[PROVIDED DATA start]

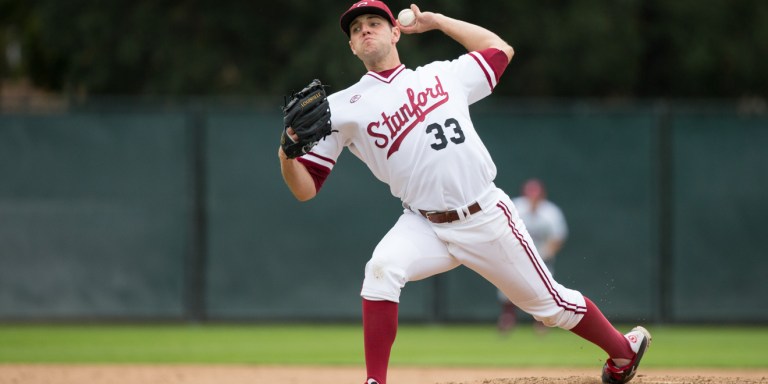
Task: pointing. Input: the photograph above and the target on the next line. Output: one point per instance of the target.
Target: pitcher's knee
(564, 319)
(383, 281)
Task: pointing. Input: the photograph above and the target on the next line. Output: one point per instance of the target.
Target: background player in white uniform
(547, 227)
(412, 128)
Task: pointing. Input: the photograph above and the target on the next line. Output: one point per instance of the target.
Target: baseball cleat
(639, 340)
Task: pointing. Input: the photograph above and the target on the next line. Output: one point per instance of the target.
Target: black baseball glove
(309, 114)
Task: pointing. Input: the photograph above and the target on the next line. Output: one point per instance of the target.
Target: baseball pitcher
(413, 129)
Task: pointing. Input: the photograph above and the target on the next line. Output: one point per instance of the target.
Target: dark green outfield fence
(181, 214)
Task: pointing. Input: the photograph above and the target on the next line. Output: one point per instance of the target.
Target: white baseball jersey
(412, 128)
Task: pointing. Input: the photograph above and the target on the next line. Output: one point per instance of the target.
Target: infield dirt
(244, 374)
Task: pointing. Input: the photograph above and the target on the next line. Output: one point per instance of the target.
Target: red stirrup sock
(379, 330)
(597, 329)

[PROVIDED DATA end]

**JOB**
Pictures stay out; reproduce every line of the records exactly.

**RESULT OF THE TASK**
Task: pointing. Input: the photograph above and the target on the next line. Output: one point per instance of the target.
Target: pitcher's knee
(564, 319)
(383, 281)
Task: pointing. Input: the photograph above and the target on the next line. Output: one point per instance of the target.
Target: background player in white uniform
(547, 227)
(412, 128)
Task: pointing. Input: the photograph above and the target on the next line. Output: one point per instance of the target.
Target: baseball cleat
(639, 340)
Task: pointing. Input: the photograph above and the target on the next line. Output: one point per instance of the target.
Target: black baseball glove
(309, 114)
Task: pointing. Input: the photograph above and the target on the next line. Output: one point per instance of the target.
Target: baseball pitcher
(413, 129)
Task: pointing. Input: the photograph above and the target on the next line. Output: one point per instance of the target.
Target: dark green outfield fence
(181, 214)
Task: pointing. Input: the photograph above and the target on the next line. Output: one point per instance of the target.
Target: white baseball jersey
(412, 128)
Task: pointing. Input: the photograph above and the target on the next line. Output: one point per instance of the target.
Target: infield dirt
(244, 374)
Task: pointing. Input: the photograph above and the target on the next line. Output: one point per instance of the target.
Target: red stirrup sock
(379, 330)
(597, 329)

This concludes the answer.